Rewrite the lines from the one containing "outlet in the photo above." through the last line, inclusive, with "innermost" replaced by "central" and nothing else changed.

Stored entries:
################

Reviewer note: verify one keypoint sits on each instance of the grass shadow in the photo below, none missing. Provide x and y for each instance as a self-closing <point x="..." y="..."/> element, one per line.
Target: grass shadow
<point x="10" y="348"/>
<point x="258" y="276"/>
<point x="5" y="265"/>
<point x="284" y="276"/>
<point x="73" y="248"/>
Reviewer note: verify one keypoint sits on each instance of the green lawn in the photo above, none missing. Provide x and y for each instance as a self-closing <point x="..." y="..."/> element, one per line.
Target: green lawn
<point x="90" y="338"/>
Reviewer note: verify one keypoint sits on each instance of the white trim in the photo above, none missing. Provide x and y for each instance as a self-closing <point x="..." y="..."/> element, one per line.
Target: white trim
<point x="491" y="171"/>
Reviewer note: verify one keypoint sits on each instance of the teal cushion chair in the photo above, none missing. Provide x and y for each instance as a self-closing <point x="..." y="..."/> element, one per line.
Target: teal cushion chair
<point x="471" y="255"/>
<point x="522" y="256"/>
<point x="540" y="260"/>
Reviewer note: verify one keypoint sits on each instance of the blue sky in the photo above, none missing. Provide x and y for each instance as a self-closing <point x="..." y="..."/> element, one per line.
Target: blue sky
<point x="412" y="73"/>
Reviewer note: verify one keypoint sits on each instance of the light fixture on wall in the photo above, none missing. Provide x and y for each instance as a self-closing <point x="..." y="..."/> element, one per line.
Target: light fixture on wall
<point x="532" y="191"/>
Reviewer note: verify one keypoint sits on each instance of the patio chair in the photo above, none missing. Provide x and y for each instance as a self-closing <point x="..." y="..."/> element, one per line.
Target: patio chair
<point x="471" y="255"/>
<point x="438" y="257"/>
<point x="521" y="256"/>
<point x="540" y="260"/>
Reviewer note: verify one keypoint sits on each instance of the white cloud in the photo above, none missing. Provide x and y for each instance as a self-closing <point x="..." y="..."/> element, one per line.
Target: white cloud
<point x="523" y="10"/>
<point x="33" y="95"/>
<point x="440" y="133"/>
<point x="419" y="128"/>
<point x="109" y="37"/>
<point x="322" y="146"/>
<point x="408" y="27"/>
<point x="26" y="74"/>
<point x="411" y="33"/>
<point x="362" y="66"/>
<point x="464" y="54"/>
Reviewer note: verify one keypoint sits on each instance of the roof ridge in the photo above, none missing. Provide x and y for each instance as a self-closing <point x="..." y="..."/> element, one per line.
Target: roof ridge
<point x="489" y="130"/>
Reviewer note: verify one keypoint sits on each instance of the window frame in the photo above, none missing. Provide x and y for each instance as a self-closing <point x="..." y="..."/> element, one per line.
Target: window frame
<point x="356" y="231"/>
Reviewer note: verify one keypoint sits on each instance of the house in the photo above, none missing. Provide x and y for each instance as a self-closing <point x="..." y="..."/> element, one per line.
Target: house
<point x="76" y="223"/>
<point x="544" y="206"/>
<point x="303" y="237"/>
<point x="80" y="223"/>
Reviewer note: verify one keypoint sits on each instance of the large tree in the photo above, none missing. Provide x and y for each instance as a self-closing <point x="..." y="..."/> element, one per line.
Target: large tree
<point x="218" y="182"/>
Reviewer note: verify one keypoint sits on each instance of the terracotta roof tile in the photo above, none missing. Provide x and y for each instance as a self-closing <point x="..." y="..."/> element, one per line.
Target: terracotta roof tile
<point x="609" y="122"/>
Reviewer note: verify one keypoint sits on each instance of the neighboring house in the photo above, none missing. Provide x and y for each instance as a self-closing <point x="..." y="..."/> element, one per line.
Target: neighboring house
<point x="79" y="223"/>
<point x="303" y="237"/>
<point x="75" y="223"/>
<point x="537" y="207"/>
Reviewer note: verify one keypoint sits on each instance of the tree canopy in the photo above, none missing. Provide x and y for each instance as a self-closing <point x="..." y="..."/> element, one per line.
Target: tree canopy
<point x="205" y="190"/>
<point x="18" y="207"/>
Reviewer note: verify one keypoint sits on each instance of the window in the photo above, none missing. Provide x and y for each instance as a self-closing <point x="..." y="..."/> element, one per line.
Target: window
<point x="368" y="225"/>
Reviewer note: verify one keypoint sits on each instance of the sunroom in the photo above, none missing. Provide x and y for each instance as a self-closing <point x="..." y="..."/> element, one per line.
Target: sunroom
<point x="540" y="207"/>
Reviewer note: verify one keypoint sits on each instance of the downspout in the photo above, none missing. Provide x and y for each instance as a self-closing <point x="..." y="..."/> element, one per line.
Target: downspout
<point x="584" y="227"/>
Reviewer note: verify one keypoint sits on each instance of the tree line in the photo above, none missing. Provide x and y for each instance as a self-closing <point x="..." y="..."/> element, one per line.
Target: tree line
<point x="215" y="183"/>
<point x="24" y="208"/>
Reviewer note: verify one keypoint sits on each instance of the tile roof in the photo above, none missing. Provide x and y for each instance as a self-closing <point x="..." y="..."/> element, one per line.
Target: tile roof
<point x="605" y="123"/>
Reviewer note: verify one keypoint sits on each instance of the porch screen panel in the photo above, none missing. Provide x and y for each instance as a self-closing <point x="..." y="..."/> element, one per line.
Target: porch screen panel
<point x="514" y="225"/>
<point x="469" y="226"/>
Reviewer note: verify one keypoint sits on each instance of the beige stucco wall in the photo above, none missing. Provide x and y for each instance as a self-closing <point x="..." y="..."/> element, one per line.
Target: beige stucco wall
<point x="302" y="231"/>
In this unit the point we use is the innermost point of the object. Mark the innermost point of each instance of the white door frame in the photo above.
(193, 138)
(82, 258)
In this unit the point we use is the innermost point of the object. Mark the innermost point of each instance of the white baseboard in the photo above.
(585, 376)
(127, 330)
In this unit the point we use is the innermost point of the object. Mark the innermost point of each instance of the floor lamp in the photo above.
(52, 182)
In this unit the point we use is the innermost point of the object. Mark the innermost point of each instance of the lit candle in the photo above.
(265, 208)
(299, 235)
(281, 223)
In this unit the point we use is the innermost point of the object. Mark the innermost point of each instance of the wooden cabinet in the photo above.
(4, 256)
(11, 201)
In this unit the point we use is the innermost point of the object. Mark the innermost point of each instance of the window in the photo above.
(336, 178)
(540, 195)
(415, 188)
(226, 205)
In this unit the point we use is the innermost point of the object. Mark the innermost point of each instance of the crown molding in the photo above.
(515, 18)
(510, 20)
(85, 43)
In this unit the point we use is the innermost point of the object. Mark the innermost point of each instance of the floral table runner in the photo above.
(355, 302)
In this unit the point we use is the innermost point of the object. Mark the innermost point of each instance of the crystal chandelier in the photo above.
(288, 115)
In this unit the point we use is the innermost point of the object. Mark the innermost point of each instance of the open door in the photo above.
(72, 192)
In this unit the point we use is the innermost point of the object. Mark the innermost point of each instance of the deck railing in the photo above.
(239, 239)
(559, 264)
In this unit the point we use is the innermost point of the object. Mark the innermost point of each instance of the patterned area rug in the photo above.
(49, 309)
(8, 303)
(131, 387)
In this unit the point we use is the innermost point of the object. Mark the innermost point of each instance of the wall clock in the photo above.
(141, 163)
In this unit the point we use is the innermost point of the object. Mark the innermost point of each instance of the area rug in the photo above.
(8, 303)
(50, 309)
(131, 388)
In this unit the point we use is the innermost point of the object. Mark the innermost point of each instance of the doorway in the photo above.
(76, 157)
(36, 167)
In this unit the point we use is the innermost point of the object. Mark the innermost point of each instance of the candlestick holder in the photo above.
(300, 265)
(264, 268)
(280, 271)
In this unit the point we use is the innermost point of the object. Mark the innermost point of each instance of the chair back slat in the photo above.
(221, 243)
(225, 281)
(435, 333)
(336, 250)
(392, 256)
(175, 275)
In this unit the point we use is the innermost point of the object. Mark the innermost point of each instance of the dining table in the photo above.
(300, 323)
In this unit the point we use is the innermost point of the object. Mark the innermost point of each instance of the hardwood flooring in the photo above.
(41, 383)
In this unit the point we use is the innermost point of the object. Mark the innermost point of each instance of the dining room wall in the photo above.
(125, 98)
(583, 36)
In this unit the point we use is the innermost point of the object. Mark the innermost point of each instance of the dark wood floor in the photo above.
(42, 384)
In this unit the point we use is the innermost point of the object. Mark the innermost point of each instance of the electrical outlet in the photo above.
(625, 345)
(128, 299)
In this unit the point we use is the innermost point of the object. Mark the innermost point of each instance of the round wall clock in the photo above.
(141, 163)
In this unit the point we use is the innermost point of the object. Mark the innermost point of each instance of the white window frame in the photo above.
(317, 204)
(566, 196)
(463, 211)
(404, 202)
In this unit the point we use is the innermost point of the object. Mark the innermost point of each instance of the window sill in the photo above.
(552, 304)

################

■ **The result**:
In this unit the point we use is the central point of the object. Mark the central point of each instance of the electrical outlet in the photo above.
(625, 345)
(128, 299)
In this unit the point we use is the central point of the object. Mark the central point of each instance of the round wall clock in the photo above.
(141, 163)
In this unit the point we use is the central point of the object. Mark the central point of each instance of the white window frame in the photo above.
(317, 204)
(566, 196)
(463, 211)
(404, 202)
In this unit the point we use is the central point of the object. Mark the central point of each instance of the window sill in the photo above.
(552, 304)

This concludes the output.